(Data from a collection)
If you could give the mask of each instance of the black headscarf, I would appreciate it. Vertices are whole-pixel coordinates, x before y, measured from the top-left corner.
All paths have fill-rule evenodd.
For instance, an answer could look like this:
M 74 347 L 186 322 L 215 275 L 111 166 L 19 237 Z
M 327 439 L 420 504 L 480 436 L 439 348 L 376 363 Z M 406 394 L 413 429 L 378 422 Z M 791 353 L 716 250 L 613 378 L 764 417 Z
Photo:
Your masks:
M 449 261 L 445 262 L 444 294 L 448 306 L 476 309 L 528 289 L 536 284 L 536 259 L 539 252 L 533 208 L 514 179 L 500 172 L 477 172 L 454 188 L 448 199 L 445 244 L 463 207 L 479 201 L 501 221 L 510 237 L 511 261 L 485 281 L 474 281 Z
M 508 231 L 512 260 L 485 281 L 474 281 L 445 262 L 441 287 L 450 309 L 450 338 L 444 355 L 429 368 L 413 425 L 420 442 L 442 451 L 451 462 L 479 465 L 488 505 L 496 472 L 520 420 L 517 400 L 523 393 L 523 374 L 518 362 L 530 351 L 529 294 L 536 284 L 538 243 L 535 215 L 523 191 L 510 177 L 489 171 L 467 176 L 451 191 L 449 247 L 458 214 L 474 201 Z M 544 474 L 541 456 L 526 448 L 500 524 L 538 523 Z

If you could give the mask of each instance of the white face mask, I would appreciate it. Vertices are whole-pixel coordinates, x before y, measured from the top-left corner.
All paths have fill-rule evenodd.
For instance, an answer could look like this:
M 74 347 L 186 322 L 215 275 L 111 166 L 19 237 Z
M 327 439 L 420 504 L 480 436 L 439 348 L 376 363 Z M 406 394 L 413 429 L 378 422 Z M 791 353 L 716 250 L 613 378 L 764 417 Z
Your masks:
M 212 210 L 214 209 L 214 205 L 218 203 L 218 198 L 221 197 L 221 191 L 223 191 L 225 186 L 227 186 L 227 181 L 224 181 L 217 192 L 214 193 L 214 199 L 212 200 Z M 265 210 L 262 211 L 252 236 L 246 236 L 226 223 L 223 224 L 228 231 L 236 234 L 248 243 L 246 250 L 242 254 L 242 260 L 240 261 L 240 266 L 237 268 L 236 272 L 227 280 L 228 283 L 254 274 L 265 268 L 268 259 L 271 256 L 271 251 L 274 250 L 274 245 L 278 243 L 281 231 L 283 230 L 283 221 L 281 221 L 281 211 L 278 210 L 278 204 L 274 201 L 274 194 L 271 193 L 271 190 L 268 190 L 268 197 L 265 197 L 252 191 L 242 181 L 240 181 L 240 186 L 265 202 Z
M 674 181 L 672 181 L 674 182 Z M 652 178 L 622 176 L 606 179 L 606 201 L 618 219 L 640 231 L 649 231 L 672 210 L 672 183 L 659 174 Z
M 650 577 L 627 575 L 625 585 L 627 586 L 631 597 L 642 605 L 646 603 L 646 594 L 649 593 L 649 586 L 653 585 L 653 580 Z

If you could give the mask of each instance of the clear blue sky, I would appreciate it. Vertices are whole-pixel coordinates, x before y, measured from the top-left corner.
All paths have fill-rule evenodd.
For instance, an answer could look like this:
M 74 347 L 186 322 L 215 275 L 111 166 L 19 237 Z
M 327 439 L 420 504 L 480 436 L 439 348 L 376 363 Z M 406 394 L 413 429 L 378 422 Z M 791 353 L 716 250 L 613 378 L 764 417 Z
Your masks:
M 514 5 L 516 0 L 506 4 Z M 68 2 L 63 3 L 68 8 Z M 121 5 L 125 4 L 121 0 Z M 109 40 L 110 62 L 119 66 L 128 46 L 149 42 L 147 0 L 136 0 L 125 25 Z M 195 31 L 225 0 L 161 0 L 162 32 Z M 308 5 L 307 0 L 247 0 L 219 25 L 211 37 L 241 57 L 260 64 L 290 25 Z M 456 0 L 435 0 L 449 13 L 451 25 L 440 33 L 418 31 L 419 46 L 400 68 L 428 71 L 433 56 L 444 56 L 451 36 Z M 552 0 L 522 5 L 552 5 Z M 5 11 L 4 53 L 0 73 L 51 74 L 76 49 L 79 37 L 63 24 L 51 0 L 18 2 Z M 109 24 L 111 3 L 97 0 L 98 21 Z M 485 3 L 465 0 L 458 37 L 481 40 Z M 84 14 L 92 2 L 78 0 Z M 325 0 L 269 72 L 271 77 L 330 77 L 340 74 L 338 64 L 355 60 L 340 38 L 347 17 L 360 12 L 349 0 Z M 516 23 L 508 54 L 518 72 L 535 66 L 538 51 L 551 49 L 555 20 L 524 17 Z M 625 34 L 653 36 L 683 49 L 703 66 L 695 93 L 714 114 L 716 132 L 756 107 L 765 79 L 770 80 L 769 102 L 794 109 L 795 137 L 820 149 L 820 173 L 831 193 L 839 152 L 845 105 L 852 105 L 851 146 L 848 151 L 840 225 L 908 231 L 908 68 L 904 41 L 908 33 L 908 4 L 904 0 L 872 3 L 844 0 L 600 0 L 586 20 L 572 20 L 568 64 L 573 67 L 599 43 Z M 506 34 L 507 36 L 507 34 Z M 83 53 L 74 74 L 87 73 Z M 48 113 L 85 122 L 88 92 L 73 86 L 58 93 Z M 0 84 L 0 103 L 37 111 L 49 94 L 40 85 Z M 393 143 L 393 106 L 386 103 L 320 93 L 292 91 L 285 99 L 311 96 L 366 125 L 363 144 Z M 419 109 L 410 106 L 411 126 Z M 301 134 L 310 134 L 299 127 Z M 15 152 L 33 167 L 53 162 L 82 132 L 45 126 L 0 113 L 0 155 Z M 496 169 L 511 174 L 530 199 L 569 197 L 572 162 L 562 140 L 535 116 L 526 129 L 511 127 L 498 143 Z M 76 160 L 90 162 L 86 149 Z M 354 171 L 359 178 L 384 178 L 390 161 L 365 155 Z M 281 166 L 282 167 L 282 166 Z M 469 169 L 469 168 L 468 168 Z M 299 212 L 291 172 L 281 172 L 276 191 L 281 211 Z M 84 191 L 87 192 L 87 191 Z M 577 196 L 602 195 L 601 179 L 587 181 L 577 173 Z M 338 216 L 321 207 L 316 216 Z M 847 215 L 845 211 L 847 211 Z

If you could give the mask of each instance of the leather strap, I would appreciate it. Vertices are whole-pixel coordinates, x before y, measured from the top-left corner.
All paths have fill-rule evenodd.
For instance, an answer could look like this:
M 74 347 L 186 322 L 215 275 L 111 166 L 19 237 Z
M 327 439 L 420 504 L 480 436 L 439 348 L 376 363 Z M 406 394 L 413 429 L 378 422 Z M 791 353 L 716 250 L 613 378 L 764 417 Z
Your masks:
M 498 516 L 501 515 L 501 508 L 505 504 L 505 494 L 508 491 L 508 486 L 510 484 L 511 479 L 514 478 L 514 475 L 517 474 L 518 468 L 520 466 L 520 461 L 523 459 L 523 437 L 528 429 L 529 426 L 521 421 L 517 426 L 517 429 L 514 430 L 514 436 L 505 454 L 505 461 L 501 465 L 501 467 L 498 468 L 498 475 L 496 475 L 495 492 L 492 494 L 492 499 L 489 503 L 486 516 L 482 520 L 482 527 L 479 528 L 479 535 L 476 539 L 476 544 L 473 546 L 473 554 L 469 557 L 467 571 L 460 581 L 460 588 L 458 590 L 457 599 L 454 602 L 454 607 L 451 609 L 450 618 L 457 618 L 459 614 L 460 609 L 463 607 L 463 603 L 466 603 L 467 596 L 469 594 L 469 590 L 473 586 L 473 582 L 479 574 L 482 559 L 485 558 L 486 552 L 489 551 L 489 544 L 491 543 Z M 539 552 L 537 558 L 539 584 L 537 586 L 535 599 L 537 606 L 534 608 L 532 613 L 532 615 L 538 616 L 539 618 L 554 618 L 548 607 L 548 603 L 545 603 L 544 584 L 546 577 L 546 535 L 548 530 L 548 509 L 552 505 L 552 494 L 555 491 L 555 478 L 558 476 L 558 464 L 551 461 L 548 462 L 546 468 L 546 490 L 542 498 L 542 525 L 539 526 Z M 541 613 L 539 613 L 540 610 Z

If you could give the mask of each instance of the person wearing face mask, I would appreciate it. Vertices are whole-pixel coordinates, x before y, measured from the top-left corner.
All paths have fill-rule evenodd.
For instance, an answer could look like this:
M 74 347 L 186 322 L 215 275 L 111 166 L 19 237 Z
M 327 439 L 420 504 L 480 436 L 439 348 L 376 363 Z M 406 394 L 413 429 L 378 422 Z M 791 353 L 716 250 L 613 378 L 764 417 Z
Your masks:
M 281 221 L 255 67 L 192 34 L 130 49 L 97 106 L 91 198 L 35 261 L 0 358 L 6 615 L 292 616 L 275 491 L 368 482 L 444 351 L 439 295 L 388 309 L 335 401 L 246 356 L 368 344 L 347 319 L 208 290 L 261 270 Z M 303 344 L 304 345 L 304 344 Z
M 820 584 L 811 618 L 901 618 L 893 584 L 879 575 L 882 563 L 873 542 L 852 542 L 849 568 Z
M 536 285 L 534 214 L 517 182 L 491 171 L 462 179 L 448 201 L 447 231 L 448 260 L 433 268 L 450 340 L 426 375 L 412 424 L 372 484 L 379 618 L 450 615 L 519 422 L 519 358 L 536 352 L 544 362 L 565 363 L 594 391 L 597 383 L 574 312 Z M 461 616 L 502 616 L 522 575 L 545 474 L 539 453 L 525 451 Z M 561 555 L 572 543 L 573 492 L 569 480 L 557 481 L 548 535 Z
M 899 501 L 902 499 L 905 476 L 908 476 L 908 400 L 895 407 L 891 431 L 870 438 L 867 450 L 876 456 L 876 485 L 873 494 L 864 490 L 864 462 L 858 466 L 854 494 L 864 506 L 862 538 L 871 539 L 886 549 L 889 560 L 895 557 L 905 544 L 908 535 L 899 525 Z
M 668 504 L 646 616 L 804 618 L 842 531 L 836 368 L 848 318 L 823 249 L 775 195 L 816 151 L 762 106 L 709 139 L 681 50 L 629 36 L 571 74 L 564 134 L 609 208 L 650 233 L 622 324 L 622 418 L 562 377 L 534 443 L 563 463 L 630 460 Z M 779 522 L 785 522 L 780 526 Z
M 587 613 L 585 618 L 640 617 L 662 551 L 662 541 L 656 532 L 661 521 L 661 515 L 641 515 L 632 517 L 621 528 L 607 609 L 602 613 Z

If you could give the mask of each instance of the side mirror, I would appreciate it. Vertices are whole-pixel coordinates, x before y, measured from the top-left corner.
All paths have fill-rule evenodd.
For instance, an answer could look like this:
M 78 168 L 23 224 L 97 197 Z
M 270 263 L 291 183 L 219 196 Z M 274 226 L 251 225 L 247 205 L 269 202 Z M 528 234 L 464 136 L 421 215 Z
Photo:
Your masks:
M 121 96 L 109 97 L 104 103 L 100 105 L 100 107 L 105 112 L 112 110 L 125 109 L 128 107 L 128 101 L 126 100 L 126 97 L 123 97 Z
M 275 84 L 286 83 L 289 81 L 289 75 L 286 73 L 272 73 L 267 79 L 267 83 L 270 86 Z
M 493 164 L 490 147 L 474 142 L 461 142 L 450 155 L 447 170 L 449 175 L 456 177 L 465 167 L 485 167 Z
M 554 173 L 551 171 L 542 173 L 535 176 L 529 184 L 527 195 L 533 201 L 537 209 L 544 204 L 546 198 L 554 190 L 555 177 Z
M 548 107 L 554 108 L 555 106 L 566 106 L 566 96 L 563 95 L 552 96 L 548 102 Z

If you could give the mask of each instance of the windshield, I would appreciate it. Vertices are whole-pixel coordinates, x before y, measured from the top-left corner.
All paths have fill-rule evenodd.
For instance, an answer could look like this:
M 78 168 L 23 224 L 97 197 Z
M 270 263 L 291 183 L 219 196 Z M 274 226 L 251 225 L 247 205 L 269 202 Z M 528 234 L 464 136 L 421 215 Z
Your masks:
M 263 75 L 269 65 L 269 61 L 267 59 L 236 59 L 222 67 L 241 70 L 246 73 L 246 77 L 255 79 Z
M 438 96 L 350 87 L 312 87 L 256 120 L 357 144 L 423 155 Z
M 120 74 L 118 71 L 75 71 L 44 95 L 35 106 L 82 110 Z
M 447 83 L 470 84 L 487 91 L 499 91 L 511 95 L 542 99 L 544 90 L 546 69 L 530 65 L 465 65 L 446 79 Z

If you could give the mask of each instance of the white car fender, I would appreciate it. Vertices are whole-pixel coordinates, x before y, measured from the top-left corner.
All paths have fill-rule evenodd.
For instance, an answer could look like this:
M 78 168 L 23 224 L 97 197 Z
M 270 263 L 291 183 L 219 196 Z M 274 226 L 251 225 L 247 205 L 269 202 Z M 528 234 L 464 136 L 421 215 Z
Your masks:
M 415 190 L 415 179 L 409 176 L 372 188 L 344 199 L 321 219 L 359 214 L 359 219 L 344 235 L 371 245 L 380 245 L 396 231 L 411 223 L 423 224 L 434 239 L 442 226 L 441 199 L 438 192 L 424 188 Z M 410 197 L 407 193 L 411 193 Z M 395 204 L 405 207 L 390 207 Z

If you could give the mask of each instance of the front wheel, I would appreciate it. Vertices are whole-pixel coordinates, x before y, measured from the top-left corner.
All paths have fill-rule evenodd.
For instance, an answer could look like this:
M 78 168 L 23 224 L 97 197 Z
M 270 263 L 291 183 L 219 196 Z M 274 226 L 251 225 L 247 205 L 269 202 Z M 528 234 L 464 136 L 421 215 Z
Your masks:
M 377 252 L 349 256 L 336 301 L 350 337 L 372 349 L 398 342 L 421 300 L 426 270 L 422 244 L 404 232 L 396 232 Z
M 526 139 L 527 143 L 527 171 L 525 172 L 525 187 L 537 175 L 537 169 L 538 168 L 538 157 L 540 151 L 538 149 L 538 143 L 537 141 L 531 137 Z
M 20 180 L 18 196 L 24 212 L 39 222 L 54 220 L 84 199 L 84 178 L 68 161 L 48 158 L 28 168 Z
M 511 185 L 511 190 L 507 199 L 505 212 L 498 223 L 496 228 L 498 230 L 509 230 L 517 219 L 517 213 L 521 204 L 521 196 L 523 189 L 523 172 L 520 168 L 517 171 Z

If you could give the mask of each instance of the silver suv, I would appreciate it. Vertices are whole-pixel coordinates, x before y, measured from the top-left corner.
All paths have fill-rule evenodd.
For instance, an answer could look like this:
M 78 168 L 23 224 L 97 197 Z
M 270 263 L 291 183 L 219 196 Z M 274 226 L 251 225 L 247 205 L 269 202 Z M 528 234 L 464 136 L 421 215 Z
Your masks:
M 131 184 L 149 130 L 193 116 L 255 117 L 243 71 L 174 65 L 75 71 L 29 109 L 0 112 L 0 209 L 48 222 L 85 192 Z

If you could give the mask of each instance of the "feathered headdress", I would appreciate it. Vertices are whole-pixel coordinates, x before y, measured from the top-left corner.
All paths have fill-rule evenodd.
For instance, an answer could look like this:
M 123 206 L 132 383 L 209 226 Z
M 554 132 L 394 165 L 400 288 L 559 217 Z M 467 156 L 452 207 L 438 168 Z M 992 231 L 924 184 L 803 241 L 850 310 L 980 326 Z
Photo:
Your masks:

## WHAT IS ASKED
Could you reproduce the data from the line containing "of the front" through the end, inclusive, offsetting every vertex coordinate in the masks by 135 and leaving all other lines unchanged?

## EXERCISE RESULT
If you could give the mask of each instance of the front wheel, I would appreciate it. Vertices are whole-pixel coordinates, x before y, measured from the top-left corner.
All paths have fill-rule evenodd.
For instance, an answer could look like this:
M 78 168 L 23 224 L 97 197 Z
M 270 263 L 291 183 L 219 196 Z M 274 226 L 251 225 L 247 205 L 269 202 Z M 528 234 L 464 136 L 421 215 Z
Your masks:
M 512 387 L 484 391 L 471 436 L 485 472 L 507 484 L 533 477 L 556 435 L 561 405 L 557 379 L 539 367 L 531 367 Z
M 661 274 L 662 278 L 662 306 L 660 307 L 660 322 L 672 310 L 672 304 L 673 303 L 673 292 L 675 286 L 673 284 L 673 278 L 672 276 L 666 272 Z
M 155 315 L 153 331 L 159 347 L 174 357 L 189 355 L 219 334 L 219 313 L 203 296 L 183 293 L 163 303 Z
M 646 320 L 646 325 L 642 334 L 640 347 L 633 358 L 631 363 L 633 365 L 644 365 L 652 354 L 652 348 L 656 339 L 656 331 L 658 324 L 658 307 L 655 303 L 652 306 Z

If you could give the mask of each instance of the silver suv, I would appreciate it. Vertices are whole-pixel coordinates, x before y, measured from the top-left corner.
All paths have fill-rule evenodd.
For instance, an answer could look like this:
M 78 168 L 23 224 L 97 197 Z
M 270 263 L 291 183 L 219 196 Z M 274 226 L 251 225 L 247 205 L 269 202 Z M 528 234 L 464 136 L 421 215 Z
Your masks:
M 266 319 L 284 265 L 328 251 L 390 252 L 378 206 L 309 200 L 210 206 L 164 244 L 135 247 L 135 344 L 183 357 L 220 327 Z

If you could give the mask of each instance of the "feathered headdress", I would appreciate it. Vertices are whole-pixel coordinates, x before y, measured from the top-left corner.
All paths have fill-rule evenodd.
For instance, an answer could look like this:
M 123 206 L 132 383 L 209 226 Z
M 554 132 L 394 165 L 400 288 L 559 217 Z M 467 156 L 452 207 L 438 168 Z M 992 231 L 924 184 L 803 241 L 850 310 L 980 326 Z
Photo:
Your masks:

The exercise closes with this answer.